--- SOURCE PASSAGE Enclosed Below ---

Streetbeat, Vol. XIII
Public transit funding, the new administration, and the sad state of bike parking.
Welcome!
This here is the first newsletter of 2021, a year that is going exactly as expected so far.
I have a few ideas planned for this monthly missive, now that I’ve notched a year’s worth of editions, a decently sized (and growing!) audience, and great reader feedback, which I’m always keen to hear. That may include Q&As with folks doing fascinating work in/on cities, or deep dives into specific issues—stay tuned! In the meantime, I’ll continue to float personal and professional endeavors, and the key topics that they confront. And yes, this will remain a newsletter on urban issues, above all else.
It’s a new year, and a new day. Now, let’s get to it:
C.R.E.A.M.
Like many transit agencies right now, the Metropolitan Transportation Authority (MTA)—which oversees the subway, rail, and buses of New York—is running low on cash. Its capital funds have been decimated by the drop in tax revenue, its operating funds brought to a standstill by still-sputtering usage, both casualties of a year-long pandemic. And who knows when, or even if, ridership will return to pre-pandemic levels. (Permanent changes to work-life patterns, rather than widespread fears of taking public transit ever again, seem more to blame.)
How much is it out? About $8 billion, to be exact. That’s the budget deficit even after the federal government spotted the MTA about $4 billion in early January. Another big infusion seems likely under the new Biden administration with Sen. Chuck Schumer, the first-ever New Yorker to dawn the role of Senate majority leader (and my high school commencement speaker!), placing him at the helm of stimulus talks. But still, that leaves the MTA in quite a hole.
To be clear, this isn’t just a New York problem. Transit agencies across the U.S. are in a similar bind, as is Transport for London (TfL) and a collection of other European transit agencies, which are collectively counting about $45 billion in losses. Bringing public transit back better than ever after COVID—which is integral for equity, the climate crisis, and urban economies—will be one of the biggest challenges facing cities in 2021 and beyond. But it’ll require money at a time when wallets are thin.
In New York, the good news (sorta) is that these financial woes are nothing new. In the years leading up to COVID, it was clear to anyone who witnessed its infrastructure firsthand that the MTA needed a revamp. (I covered that effort extensively for three years.) And there was a plan: Fast Forward, the brainchild of former subway/bus head Andy Byford, who’s now overseeing TfL. The only issue: nobody expected the state’s capital dollars or fare box to dry up this badly. As a result, the historic $51.5 billion capital plan, which derived from Fast Forward, is on hold—at least for the time being.

--- End of Enclosed SOURCE PASSAGE ---

## WORK REQUEST A
Set down the newsletter's stretch from "Like many transit" through "more to blame.)", word for word.
## WORK REQUEST B
Answer these questions using the newsletter:
(i) About how large is the MTA's budget deficit after the federal money it received in early January?
(ii) Who came up with the Fast Forward plan?
(iii) What is the dollar size of the capital plan that derived from Fast Forward?
The material that comes after the newsletter is not needed for any task.

--- DATASET Enclosed Below ---

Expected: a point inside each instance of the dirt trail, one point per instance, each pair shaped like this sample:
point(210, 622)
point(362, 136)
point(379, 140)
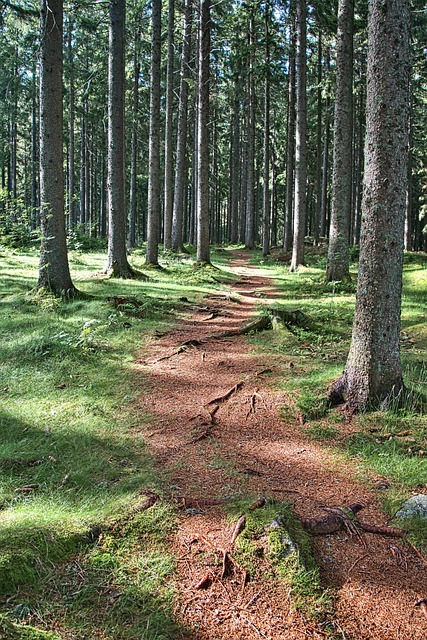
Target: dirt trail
point(248, 449)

--- End of Enclosed DATASET ---

## YOUR RESPONSE A
Like many transit agencies right now, the Metropolitan Transportation Authority (MTA)—which oversees the subway, rail, and buses of New York—is running low on cash. Its capital funds have been decimated by the drop in tax revenue, its operating funds brought to a standstill by still-sputtering usage, both casualties of a year-long pandemic. And who knows when, or even if, ridership will return to pre-pandemic levels. (Permanent changes to work-life patterns, rather than widespread fears of taking public transit ever again, seem more to blame.)

## YOUR RESPONSE B
(i) About $8 billion.
(ii) Andy Byford, the former subway/bus head.
(iii) $51.5 billion.